**Texte source**
__________________________________________________

Ce pragmatisme américain traduit une inquiétude croissante en Occident face à la stratégie israélienne consistant à imposer de nouveaux faits sur le terrain par la force militaire, profitant de la faiblesse militaire et de la fragilité politique syriennes.

Les États-Unis semblent jouer un rôle de « frein », acceptant l’influence israélienne dans l’équilibre régional mais cherchant à éviter une escalade qui pourrait déstabiliser davantage la transition politique syrienne. Cette volonté explique le ton plus modéré récemment adopté par certains responsables israéliens.

Le 12 mai, le ministre israélien des Affaires étrangères, Gideon Sa’ar, a déclaré que son pays souhaite « de bonnes relations avec le nouveau gouvernement syrien », tout en reconnaissant des inquiétudes sécuritaires persistantes. Ce changement de ton coïncide avec la récupération des restes du soldat Zvika Feldman, porté disparu depuis 1982, lors d’une opération menée en territoire syrien, évoquant des accords de sécurité tacites.

__________________________________________________

**Liste des données**
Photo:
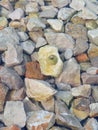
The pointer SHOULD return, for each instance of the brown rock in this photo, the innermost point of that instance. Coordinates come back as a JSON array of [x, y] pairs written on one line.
[[33, 70], [82, 58]]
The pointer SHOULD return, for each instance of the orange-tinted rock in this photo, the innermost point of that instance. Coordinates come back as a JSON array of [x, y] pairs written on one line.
[[82, 57], [33, 70]]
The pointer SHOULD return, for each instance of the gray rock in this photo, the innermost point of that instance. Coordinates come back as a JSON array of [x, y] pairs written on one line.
[[70, 73], [35, 23], [89, 78], [14, 113], [13, 55], [40, 119], [10, 78], [28, 46], [65, 13], [17, 14], [57, 38], [80, 47], [60, 4]]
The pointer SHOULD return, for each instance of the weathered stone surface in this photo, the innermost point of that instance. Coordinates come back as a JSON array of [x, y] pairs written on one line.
[[33, 70], [91, 124], [93, 54], [60, 4], [68, 75], [77, 4], [35, 23], [13, 55], [57, 38], [10, 78], [28, 46], [49, 60], [17, 14], [38, 89], [65, 13], [89, 78], [3, 93], [40, 120], [76, 31], [93, 110], [14, 113]]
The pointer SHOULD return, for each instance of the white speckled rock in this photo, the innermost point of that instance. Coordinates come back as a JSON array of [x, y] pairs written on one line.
[[50, 62]]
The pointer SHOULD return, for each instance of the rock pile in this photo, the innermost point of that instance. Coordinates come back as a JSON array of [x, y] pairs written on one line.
[[48, 65]]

__________________________________________________

**Série d'exercices**
1) D'après le texte sur Israël et la Syrie, depuis quelle année le soldat Zvika Feldman était-il porté disparu ?
2) Prolongez le texte sur Israël et la Syrie à la suite de sa dernière phrase.

**Réponses**
1) Depuis 1982.

2)
Dans ce contexte, le président al-Sharaa a annoncé lors d’une conférence de presse à Paris l’existence de pourparlers indirects avec Israël, sous médiation internationale, visant à apaiser les tensions dans le sud de la Syrie et éviter une guerre ouverte. Il a réaffirmé l’engagement de son gouvernement à l’accord de séparation des forces de 1974, signe d’une volonté de contenir l’escalade.

Du côté américain, l’administration Trump a refusé une demande israélienne de maintenir les sanctions économiques sur Damas, reflétant une prise de conscience que trop de pression sur la Syrie pourrait freiner son intégration constructive dans la région, y compris sur le dossier délicat de la normalisation avec Israël.

En résumé, les États-Unis naviguent entre soutien à Israël et volonté de s’engager avec la nouvelle administration syrienne, cherchant à éviter une confrontation régionale qui compromettrait la transition politique.

Signature d'un accord historique entre les FDS et le gouvernement syrien à Damas

En mars dernier, un accord inédit a été signé entre la direction des FDS, représentée par son chef Mazloum Abdi, et le gouvernement syrien de transition dirigé par Ahmad al-Sharaa. (Al Jazeera)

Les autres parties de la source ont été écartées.